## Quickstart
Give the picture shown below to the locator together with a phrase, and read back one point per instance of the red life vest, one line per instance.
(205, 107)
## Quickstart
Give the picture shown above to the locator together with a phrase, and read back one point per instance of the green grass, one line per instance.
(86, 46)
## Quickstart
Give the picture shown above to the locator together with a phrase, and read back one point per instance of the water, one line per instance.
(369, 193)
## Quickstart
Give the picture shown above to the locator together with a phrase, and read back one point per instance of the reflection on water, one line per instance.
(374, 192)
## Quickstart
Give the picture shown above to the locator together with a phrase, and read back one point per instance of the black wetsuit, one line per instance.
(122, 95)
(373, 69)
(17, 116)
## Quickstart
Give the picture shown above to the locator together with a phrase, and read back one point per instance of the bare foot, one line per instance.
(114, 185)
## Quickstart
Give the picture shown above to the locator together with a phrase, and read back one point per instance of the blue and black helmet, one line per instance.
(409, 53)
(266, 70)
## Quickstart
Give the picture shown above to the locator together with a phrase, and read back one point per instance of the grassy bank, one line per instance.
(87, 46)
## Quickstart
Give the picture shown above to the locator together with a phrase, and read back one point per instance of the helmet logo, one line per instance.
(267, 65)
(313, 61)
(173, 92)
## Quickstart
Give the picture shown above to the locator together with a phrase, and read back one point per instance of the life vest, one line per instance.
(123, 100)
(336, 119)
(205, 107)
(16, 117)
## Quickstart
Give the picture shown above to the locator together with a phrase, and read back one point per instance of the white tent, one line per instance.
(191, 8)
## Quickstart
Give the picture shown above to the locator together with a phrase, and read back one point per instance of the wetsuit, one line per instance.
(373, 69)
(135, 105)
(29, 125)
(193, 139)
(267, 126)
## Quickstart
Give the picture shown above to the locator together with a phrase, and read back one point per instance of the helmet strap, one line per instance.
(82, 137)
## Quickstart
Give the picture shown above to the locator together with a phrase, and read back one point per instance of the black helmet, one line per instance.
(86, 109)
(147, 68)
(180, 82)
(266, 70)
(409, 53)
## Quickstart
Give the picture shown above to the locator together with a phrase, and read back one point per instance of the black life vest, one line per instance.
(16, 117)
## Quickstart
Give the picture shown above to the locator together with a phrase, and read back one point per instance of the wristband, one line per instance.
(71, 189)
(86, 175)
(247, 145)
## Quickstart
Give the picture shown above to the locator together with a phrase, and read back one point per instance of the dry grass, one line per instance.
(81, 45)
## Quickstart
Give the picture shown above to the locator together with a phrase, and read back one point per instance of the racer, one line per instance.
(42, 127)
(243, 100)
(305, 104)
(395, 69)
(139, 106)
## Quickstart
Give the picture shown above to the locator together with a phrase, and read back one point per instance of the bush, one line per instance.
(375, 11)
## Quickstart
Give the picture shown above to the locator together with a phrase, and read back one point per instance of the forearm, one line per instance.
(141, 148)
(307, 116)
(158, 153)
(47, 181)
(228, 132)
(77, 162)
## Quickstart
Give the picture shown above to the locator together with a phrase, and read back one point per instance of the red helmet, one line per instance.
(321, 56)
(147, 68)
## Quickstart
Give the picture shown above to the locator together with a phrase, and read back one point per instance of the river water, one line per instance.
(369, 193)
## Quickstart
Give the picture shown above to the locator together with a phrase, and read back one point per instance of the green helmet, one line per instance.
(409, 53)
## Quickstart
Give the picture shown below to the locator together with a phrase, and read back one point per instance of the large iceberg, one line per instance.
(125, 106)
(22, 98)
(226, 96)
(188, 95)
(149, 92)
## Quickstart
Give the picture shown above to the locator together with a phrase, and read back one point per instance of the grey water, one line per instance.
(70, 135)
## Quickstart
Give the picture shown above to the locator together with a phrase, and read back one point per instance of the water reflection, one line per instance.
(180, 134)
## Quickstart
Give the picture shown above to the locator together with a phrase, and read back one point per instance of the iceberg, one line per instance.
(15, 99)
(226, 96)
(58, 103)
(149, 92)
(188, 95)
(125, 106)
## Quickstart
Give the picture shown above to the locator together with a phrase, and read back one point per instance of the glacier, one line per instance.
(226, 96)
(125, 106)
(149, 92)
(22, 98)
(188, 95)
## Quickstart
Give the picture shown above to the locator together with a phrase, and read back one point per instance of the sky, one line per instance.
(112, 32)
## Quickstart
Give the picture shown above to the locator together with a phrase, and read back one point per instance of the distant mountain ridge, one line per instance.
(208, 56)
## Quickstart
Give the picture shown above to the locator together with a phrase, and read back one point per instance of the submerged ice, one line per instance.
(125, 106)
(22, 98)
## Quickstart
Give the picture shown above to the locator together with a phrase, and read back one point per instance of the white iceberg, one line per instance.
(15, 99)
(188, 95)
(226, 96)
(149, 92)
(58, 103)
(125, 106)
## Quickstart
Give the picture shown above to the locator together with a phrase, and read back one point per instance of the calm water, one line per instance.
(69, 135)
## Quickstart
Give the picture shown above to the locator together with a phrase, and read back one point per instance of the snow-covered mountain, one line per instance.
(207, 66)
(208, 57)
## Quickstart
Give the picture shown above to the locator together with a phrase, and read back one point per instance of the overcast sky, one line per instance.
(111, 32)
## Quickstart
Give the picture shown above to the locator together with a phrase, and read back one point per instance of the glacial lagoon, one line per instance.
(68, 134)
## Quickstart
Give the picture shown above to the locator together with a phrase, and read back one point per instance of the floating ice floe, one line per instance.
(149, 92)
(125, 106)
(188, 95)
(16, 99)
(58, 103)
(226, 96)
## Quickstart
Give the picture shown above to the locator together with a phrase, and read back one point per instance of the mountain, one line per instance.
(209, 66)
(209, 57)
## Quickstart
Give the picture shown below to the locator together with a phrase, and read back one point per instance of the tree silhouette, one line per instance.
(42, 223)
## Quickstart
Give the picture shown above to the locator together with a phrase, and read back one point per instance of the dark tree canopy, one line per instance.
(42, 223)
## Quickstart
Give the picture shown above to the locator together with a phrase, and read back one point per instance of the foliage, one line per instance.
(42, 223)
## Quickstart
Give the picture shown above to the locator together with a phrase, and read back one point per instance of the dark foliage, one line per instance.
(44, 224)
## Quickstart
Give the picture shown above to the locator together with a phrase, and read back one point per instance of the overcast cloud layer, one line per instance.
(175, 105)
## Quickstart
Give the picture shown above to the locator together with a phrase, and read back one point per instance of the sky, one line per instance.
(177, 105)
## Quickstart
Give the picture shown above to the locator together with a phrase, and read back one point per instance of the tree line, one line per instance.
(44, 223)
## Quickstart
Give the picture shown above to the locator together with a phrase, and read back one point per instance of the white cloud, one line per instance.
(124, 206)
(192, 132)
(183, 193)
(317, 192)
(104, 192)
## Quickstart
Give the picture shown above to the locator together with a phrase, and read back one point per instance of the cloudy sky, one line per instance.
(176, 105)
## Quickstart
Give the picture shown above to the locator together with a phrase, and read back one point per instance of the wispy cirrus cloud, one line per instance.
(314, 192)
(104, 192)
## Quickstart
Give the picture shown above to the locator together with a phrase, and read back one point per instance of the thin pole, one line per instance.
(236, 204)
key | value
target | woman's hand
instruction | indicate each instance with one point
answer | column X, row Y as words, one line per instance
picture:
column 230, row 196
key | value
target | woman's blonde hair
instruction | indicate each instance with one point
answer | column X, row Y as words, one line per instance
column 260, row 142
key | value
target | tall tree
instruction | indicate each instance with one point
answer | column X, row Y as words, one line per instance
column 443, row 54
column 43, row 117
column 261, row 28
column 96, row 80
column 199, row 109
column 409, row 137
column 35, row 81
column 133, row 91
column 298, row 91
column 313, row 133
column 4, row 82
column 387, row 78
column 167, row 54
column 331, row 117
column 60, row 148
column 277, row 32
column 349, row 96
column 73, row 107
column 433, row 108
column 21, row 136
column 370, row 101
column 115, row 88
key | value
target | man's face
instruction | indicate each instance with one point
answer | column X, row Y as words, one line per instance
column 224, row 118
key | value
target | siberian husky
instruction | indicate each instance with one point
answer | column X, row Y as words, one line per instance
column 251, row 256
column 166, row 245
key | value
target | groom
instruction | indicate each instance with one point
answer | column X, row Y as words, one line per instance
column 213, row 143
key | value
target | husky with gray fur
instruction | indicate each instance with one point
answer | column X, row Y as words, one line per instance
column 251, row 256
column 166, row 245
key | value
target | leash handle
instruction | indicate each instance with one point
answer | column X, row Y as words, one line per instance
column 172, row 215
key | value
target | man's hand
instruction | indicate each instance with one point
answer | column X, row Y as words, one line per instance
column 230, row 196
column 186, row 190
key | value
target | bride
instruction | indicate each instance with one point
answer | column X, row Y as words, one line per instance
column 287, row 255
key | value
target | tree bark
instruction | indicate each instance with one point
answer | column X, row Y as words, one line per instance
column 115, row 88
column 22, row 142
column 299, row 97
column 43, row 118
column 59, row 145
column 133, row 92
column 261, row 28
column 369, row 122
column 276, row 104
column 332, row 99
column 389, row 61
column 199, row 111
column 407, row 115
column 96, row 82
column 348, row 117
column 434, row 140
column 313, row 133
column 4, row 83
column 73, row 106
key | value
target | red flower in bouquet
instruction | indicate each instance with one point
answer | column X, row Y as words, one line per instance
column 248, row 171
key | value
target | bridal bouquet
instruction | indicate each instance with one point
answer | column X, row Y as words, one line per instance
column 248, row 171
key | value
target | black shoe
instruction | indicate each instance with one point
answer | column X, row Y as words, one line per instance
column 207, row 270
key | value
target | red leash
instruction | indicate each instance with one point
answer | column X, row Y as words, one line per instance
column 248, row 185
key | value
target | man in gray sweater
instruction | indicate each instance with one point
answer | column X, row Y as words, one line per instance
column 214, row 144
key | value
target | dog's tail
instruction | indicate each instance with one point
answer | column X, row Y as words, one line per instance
+ + + +
Aim of the task: Tally how many lines of the records hold the word "leash". Answer with the number only.

Solution to the exercise: 2